**Action item**
When you give the entries again, keep every word as it stands and drop the pictures.

(Saved entries)
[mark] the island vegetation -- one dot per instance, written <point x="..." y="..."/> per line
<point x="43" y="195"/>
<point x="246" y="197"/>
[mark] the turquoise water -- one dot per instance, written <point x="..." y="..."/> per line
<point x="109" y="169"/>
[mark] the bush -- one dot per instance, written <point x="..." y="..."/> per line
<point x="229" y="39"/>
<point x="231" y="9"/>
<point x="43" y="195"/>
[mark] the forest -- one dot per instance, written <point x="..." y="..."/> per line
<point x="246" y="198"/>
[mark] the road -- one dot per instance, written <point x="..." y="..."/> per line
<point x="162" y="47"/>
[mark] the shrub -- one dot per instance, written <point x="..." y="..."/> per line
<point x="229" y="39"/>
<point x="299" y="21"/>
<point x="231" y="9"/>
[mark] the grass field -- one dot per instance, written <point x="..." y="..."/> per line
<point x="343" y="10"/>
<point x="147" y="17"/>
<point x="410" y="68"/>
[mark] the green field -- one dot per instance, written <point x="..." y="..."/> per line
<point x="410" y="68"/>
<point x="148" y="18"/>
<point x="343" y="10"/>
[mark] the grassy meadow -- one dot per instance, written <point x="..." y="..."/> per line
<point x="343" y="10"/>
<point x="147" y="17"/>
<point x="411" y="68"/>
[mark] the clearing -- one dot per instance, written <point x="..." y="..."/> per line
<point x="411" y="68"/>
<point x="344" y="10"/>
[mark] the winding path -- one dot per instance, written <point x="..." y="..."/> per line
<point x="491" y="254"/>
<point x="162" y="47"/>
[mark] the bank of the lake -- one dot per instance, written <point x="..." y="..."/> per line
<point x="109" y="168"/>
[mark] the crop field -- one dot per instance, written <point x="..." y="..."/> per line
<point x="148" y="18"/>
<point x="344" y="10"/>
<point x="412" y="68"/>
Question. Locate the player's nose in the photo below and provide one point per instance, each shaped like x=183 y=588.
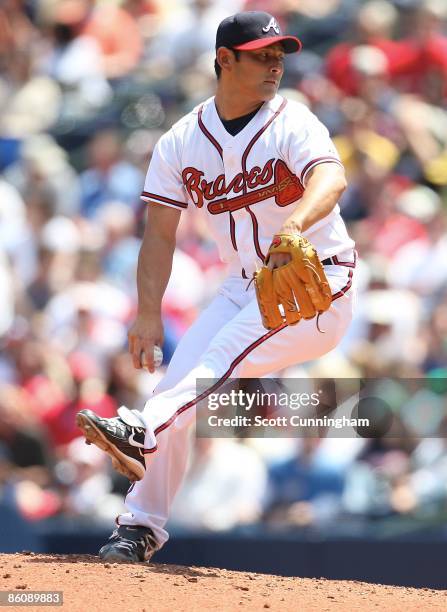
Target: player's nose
x=276 y=67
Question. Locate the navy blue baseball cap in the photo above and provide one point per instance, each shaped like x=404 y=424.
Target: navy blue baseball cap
x=253 y=30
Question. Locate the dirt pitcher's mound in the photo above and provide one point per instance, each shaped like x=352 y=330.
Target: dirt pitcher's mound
x=89 y=584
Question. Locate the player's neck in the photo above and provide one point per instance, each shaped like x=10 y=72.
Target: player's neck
x=230 y=106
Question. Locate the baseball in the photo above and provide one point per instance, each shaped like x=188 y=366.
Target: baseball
x=158 y=357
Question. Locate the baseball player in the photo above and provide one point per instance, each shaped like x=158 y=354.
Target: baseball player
x=257 y=165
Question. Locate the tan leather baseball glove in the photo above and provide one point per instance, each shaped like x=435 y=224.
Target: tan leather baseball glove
x=297 y=290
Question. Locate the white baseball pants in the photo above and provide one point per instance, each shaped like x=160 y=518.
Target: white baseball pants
x=227 y=340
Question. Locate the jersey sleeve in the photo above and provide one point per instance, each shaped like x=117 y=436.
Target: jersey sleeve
x=163 y=182
x=309 y=146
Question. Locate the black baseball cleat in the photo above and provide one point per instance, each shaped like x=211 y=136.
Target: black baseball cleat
x=129 y=543
x=121 y=437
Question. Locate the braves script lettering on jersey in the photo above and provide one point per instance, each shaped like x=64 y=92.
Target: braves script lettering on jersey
x=245 y=183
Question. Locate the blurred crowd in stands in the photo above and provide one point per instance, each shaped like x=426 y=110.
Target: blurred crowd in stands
x=86 y=89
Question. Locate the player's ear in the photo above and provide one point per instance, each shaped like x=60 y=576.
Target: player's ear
x=225 y=57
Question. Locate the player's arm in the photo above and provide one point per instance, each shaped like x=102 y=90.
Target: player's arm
x=153 y=272
x=325 y=184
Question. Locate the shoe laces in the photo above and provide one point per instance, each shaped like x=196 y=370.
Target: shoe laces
x=131 y=538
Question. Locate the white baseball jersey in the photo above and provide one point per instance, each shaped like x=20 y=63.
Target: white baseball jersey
x=246 y=184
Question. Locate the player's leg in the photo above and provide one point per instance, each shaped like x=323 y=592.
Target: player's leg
x=169 y=466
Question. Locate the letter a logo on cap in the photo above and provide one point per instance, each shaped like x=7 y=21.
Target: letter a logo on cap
x=271 y=24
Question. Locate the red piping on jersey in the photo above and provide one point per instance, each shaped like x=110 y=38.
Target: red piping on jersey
x=346 y=264
x=343 y=290
x=208 y=134
x=216 y=385
x=255 y=138
x=255 y=234
x=244 y=174
x=154 y=196
x=232 y=232
x=315 y=162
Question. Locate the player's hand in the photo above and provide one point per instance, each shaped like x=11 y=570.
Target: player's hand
x=276 y=260
x=142 y=336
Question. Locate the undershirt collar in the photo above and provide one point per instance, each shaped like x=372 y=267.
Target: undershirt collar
x=234 y=126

**Task result**
[mark] the island vegetation -- one dot per instance, written <point x="..." y="..."/> per line
<point x="43" y="195"/>
<point x="246" y="197"/>
[mark] the turquoise water -- one dot per instance, written <point x="..." y="..."/> per line
<point x="109" y="169"/>
[mark] the bush -- one dot per instance, written <point x="..." y="..."/> per line
<point x="229" y="39"/>
<point x="231" y="9"/>
<point x="43" y="195"/>
[mark] the forest -- one dot per instance, written <point x="..." y="..."/> per line
<point x="246" y="198"/>
[mark] the road -- one dot per instance, written <point x="..." y="..."/> per line
<point x="162" y="47"/>
[mark] the shrub -- one dot per instance, written <point x="..." y="..."/> per line
<point x="229" y="39"/>
<point x="299" y="21"/>
<point x="231" y="9"/>
[mark] the grass field -- one dot per instance, written <point x="..." y="..."/> per line
<point x="343" y="10"/>
<point x="147" y="17"/>
<point x="410" y="68"/>
[mark] the green field -- one dot per instance, written <point x="..." y="..."/> per line
<point x="410" y="68"/>
<point x="148" y="18"/>
<point x="343" y="10"/>
[mark] the grassy meadow -- one dot per instance, written <point x="..." y="..."/> per line
<point x="343" y="10"/>
<point x="147" y="17"/>
<point x="411" y="68"/>
[mark] the clearing -- one dot per instance, written <point x="..." y="..."/> per line
<point x="411" y="68"/>
<point x="344" y="10"/>
[mark] the winding path -- one dot per instance, written <point x="..." y="..."/> per line
<point x="491" y="254"/>
<point x="162" y="47"/>
[mark] the bank of the lake -- one dot per instance, written <point x="..." y="..."/> per line
<point x="109" y="168"/>
[mark] the crop field -- one dot per instance, written <point x="..." y="..."/> per line
<point x="148" y="18"/>
<point x="344" y="10"/>
<point x="412" y="68"/>
Question. Locate the player's nose in the photo below and provide one point per instance, each shaped like x=183 y=588.
Target: player's nose
x=276 y=67
Question. Locate the navy blue baseball cap in the photo above and provide one point per instance, each shaped like x=404 y=424.
Target: navy blue baseball cap
x=253 y=30
Question. Locate the dirt pitcher's mound in the photo above and provide one point per instance, each shaped like x=352 y=330.
Target: dirt pitcher's mound
x=89 y=584
Question. Locate the player's neck in the photo above and provide one point per instance, each shaped like x=10 y=72.
Target: player's neck
x=230 y=106
Question. Locate the baseball in the photo above and provide one point per instance, each shaped like x=188 y=366.
Target: baseball
x=158 y=357
Question. Locate the baseball player in the photo above and provide one point per instance, each shaped like x=158 y=354.
Target: baseball player
x=257 y=165
Question. Locate the tan leather baseball glove in the photo above and provide one point per instance, each shaped like x=435 y=224.
Target: tan leather baseball glove
x=297 y=290
Question. Locate the white baseball pants in the photo above and provide one point per instance, each shaped like x=160 y=518.
Target: white baseball pants
x=227 y=340
Question. Locate the jersey sleeve in the photo above and provide one point per instance, each shaped like x=117 y=436.
Target: jersey sleeve
x=163 y=182
x=309 y=146
Question. Locate the black baseball cleat in the photo above and provide one point per instance, each shaped like x=211 y=136.
Target: black baseball cleat
x=129 y=543
x=121 y=437
Question. Locate the braves script lettering on jersey in the photo above and provide one point per instance, each shaped like x=64 y=92.
Target: braves script lettering on jersey
x=245 y=183
Question. Locate the blurred crowd in stands in the photo above and provide one point per instance, each shaped like x=426 y=110.
Target: blurred crowd in stands
x=86 y=89
Question. Locate the player's ear in the photo above and provide one point per instance, each shaped like x=60 y=576.
Target: player's ear
x=225 y=57
Question. Locate the player's arm in the photo above and provide one point per instance, each shaped like x=102 y=90.
Target: player's arm
x=153 y=272
x=325 y=184
Question. Locate the shoe laces in the photo above and provide one point per instance, each shaped like x=196 y=370.
Target: shoe laces
x=131 y=538
Question. Locate the white baseball jersey in the photo above and provide one point per instance, each shaped like x=20 y=63.
Target: white baseball jersey
x=246 y=184
Question. Locate the player's leg in the photo above and provide one point per instance, each shaped like x=323 y=592.
Target: player's leg
x=169 y=466
Question. Locate the letter a logo on cap in the photo above and provide one point per instance, each shaped like x=7 y=21.
Target: letter a logo on cap
x=271 y=24
Question. Locate the red piping on jersey in the photo above and provide one point per instance, each shaped like x=110 y=38.
Target: red piping on jersey
x=346 y=264
x=343 y=290
x=208 y=134
x=216 y=385
x=255 y=138
x=255 y=234
x=244 y=174
x=154 y=196
x=232 y=232
x=315 y=162
Question. Locate the player's hand in the photo above and provide one point per instance, each shaped like x=11 y=570.
Target: player's hand
x=276 y=260
x=142 y=336
Question. Locate the undershirt collar in the photo above and provide one point per instance, each shaped like x=372 y=267.
Target: undershirt collar
x=234 y=126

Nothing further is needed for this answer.